* PROBLEM DETAILS
In the entries below, put everything from the line containing "Expected: one point per instance of the racing" down to the line containing "Target: racing motorcycle", both included, into a JSON list of strings with one string per line. Leave out blank lines.

* EXCERPTED RECORDS
........
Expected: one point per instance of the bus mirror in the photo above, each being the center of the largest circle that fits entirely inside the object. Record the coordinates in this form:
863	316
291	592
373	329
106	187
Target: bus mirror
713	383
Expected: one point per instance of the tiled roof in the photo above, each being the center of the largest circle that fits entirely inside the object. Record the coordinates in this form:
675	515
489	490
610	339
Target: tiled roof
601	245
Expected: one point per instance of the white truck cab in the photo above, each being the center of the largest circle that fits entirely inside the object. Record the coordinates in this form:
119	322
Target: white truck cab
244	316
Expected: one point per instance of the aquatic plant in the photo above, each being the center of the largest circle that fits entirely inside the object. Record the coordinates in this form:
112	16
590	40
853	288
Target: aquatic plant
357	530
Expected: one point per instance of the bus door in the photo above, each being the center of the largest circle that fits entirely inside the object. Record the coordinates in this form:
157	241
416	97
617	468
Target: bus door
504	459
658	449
........
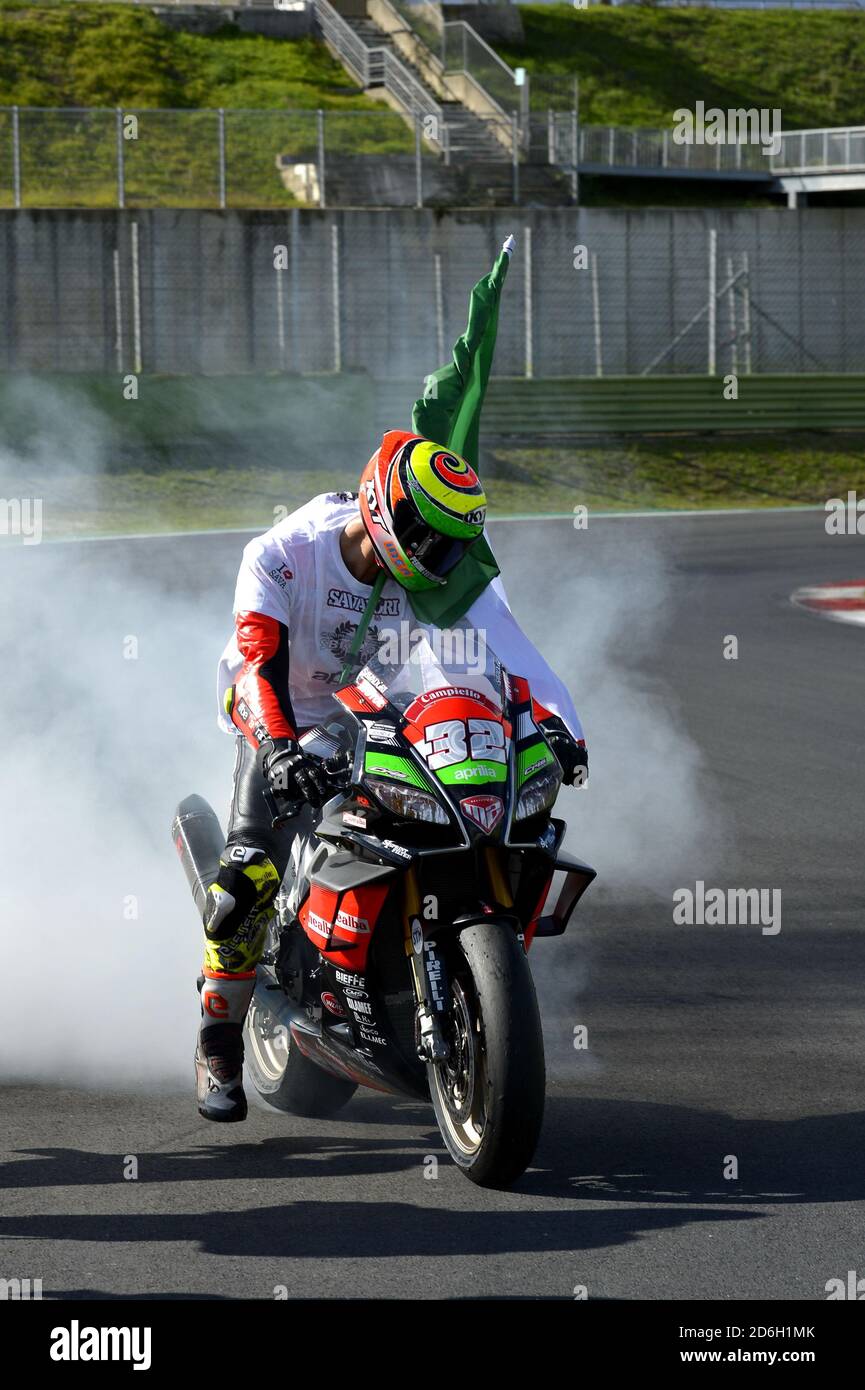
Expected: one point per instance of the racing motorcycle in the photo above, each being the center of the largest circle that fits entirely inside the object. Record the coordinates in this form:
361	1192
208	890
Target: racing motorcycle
........
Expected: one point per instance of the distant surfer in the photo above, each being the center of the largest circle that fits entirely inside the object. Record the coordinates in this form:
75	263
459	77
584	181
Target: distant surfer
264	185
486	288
........
* SOLUTION TO THE EXERCISE
[
  "Expected: one point per instance of the racing motorcycle in the photo above, each being the center of the largest circle that fits entirely inside the object. Record the coordinates in this form:",
  "361\t1192",
  "208\t890",
  "Target: racing motorcycle"
]